*** Opening of PROVIDED INFORMATION ***

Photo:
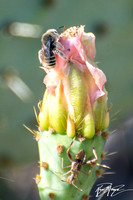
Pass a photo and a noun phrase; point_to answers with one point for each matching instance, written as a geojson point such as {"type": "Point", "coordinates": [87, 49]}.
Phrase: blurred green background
{"type": "Point", "coordinates": [112, 23]}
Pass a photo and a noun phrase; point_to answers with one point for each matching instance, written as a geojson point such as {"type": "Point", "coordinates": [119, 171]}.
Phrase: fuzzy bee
{"type": "Point", "coordinates": [50, 46]}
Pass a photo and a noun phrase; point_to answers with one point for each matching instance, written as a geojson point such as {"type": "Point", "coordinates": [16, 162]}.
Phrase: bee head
{"type": "Point", "coordinates": [49, 33]}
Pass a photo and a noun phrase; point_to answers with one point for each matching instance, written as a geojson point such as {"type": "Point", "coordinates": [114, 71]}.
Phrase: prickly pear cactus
{"type": "Point", "coordinates": [73, 116]}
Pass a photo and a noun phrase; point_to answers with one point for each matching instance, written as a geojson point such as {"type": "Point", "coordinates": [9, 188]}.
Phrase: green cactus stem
{"type": "Point", "coordinates": [51, 180]}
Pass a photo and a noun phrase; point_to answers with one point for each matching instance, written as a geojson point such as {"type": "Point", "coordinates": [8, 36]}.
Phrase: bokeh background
{"type": "Point", "coordinates": [21, 26]}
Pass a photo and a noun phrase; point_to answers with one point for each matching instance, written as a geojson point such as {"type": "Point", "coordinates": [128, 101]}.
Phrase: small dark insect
{"type": "Point", "coordinates": [50, 46]}
{"type": "Point", "coordinates": [78, 163]}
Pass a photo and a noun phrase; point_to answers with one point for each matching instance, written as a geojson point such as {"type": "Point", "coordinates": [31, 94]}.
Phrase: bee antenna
{"type": "Point", "coordinates": [60, 27]}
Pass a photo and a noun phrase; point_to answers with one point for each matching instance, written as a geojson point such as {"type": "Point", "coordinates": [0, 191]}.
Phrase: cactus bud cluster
{"type": "Point", "coordinates": [74, 105]}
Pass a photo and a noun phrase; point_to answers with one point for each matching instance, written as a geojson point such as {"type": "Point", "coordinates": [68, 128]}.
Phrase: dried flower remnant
{"type": "Point", "coordinates": [75, 97]}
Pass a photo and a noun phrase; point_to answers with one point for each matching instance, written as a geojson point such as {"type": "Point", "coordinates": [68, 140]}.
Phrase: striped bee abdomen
{"type": "Point", "coordinates": [49, 58]}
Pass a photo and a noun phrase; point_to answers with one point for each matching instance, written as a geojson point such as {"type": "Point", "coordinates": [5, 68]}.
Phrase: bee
{"type": "Point", "coordinates": [77, 163]}
{"type": "Point", "coordinates": [50, 46]}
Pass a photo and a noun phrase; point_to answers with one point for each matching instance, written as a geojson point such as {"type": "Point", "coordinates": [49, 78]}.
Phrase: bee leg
{"type": "Point", "coordinates": [66, 166]}
{"type": "Point", "coordinates": [60, 53]}
{"type": "Point", "coordinates": [66, 173]}
{"type": "Point", "coordinates": [58, 45]}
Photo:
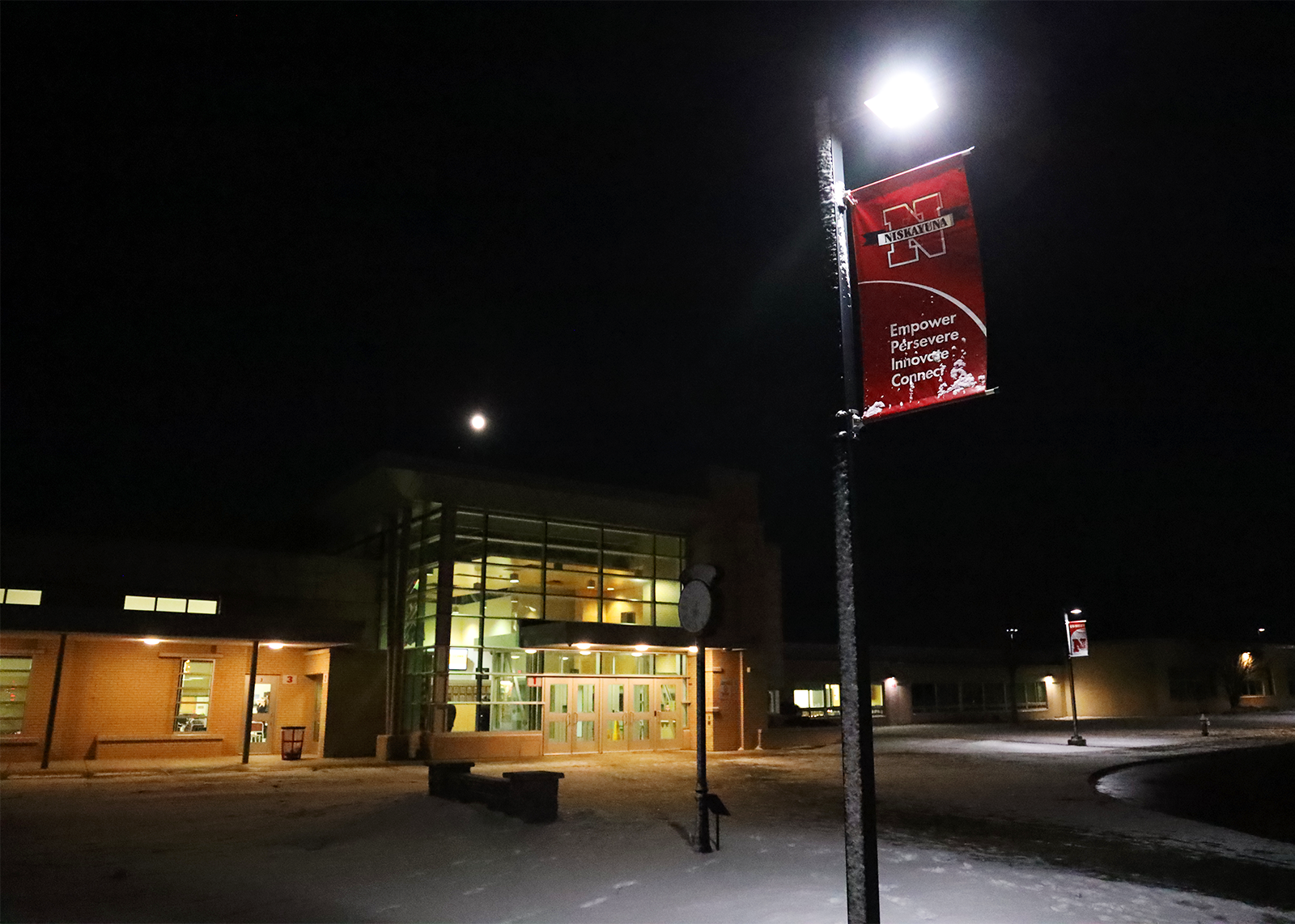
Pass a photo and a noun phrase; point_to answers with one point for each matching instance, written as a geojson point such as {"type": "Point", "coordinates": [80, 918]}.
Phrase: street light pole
{"type": "Point", "coordinates": [863, 896]}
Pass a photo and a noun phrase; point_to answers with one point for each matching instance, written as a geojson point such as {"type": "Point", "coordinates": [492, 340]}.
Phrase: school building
{"type": "Point", "coordinates": [456, 612]}
{"type": "Point", "coordinates": [1118, 680]}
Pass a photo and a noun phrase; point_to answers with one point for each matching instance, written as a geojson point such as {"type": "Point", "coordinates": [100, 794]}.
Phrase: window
{"type": "Point", "coordinates": [819, 701]}
{"type": "Point", "coordinates": [172, 604]}
{"type": "Point", "coordinates": [1256, 684]}
{"type": "Point", "coordinates": [25, 598]}
{"type": "Point", "coordinates": [15, 673]}
{"type": "Point", "coordinates": [975, 697]}
{"type": "Point", "coordinates": [511, 568]}
{"type": "Point", "coordinates": [1033, 695]}
{"type": "Point", "coordinates": [193, 695]}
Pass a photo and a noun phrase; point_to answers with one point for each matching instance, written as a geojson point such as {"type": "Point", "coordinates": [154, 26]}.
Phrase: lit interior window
{"type": "Point", "coordinates": [172, 604]}
{"type": "Point", "coordinates": [26, 598]}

*** Close of PROVIDED INFORMATION ***

Please retype the records above exactly, leaving every image out.

Photo:
Pass a photo and a noun phrase; point_to answers with one point for each matching instance, written as a geojson point such as {"type": "Point", "coordinates": [87, 49]}.
Phrase: blurred green background
{"type": "Point", "coordinates": [112, 23]}
Pass a photo and a noun phrase; point_to answers with one point for each matching instance, written as a geojson point such as {"type": "Point", "coordinates": [119, 171]}.
Phrase: fuzzy bee
{"type": "Point", "coordinates": [50, 46]}
Pass a photo and a noun phrase; point_to answers with one point for each matching instance, written as a geojson point such as {"type": "Point", "coordinates": [16, 162]}.
Phrase: bee head
{"type": "Point", "coordinates": [49, 33]}
Pass a photo and a noun phrase; point_to answers with one point for each matching instance, written as a geojson point such as {"type": "Point", "coordinates": [114, 71]}.
Phrase: prickly pear cactus
{"type": "Point", "coordinates": [73, 116]}
Pass a photo and a noun phrase; point_to answers with one point for each matching instance, written as a geojson point such as {"type": "Point", "coordinates": [9, 188]}.
Phrase: green cactus stem
{"type": "Point", "coordinates": [51, 180]}
Pass a photo and a noun phrase; point_to answers with one point for each matching instance, written as a geojson point such as {"type": "Point", "coordinates": [8, 36]}.
Phrase: bokeh background
{"type": "Point", "coordinates": [21, 26]}
Pass a photo and a noun phrase; point_to answers with one point for each matching instance, written as a geojson point such as {"type": "Point", "coordinates": [128, 101]}.
Phrase: small dark insect
{"type": "Point", "coordinates": [50, 46]}
{"type": "Point", "coordinates": [78, 163]}
Pass a photo and a noun phrase; point_to answers with one point for each matching instance, written as a geojson point such as {"type": "Point", "coordinates": [31, 94]}.
Phrase: bee antenna
{"type": "Point", "coordinates": [60, 27]}
Pass a photo and a noun phrase; point_to answers with one point for each matching instance, written as a geojson point such as {"type": "Point", "coordinates": [0, 191]}.
Phrase: cactus bud cluster
{"type": "Point", "coordinates": [74, 105]}
Pass a photo and a noun phrase; point_to answers with one point for each matching instance, written as a geojson point such as {"type": "Point", "coordinates": [68, 128]}.
Phrase: dried flower remnant
{"type": "Point", "coordinates": [75, 97]}
Pass a photo and a noun phrase; point_to answers with one point for each matching instance, written as a geojson point such as {"type": "Point", "coordinates": [68, 140]}.
Phrase: striped bee abdomen
{"type": "Point", "coordinates": [49, 58]}
Pass a photo and a noun phrase; point_to answers with one point for each matching instance, written as a geojson point such as {"type": "Point", "coordinates": [5, 68]}.
Phrase: bee
{"type": "Point", "coordinates": [77, 163]}
{"type": "Point", "coordinates": [50, 46]}
Pass a photo and a noun phrase; point_to answers with one point for each matching instance, written as a geojson point such as {"type": "Point", "coordinates": [49, 78]}.
Phrase: bee leg
{"type": "Point", "coordinates": [66, 166]}
{"type": "Point", "coordinates": [60, 53]}
{"type": "Point", "coordinates": [66, 173]}
{"type": "Point", "coordinates": [58, 45]}
Photo:
Pass a photo and a noun phrase; point_to answers with one point for each matching instance, written as a geojson point such as {"type": "Point", "coordinates": [80, 918]}.
Phrase: street light pole
{"type": "Point", "coordinates": [863, 896]}
Pass a photo and a noun phrase; point_to answers with one point for each matching instance, written as a geojson point such as {"type": "Point", "coordinates": [492, 340]}.
Phrase: school building
{"type": "Point", "coordinates": [456, 612]}
{"type": "Point", "coordinates": [1118, 680]}
Pass a photo and a noun phrase; point_to answers with one point for each matching instance, written as a geojson point such as {"type": "Point", "coordinates": [100, 794]}.
Phrase: window
{"type": "Point", "coordinates": [819, 701]}
{"type": "Point", "coordinates": [172, 604]}
{"type": "Point", "coordinates": [1256, 684]}
{"type": "Point", "coordinates": [25, 598]}
{"type": "Point", "coordinates": [15, 673]}
{"type": "Point", "coordinates": [975, 697]}
{"type": "Point", "coordinates": [511, 568]}
{"type": "Point", "coordinates": [1033, 695]}
{"type": "Point", "coordinates": [193, 695]}
Pass a photo and a noun phrase; point_to answers with one point for each matching instance, written as a geojson point such as {"type": "Point", "coordinates": [154, 26]}.
Phrase: lit interior window
{"type": "Point", "coordinates": [172, 604]}
{"type": "Point", "coordinates": [26, 598]}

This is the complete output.